[Begin RECORDS FOR THIS TASK]

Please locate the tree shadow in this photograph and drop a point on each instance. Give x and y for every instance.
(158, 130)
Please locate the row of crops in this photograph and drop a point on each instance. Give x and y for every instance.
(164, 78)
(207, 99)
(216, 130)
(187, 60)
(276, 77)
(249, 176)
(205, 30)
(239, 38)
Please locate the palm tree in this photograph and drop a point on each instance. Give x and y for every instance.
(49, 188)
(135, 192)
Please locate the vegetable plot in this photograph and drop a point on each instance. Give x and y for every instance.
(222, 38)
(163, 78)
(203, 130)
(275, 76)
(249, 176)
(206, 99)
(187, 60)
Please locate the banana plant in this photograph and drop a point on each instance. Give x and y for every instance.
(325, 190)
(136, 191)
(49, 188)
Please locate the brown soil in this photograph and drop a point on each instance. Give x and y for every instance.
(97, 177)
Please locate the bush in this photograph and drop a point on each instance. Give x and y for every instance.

[End RECORDS FOR THIS TASK]

GIVEN REQUEST
Rewrite the data starting at the line containing "Please locate the brown" and ending at the end of the data, swapping "drop" for "place" and leaving everything else unchanged.

EXERCISE OUTPUT
Please locate the brown soil in this photograph and place a point on each instance. Give x and y for every instance.
(97, 177)
Please locate the bush in this photograph and place a point on each instance. Give x and y for every instance.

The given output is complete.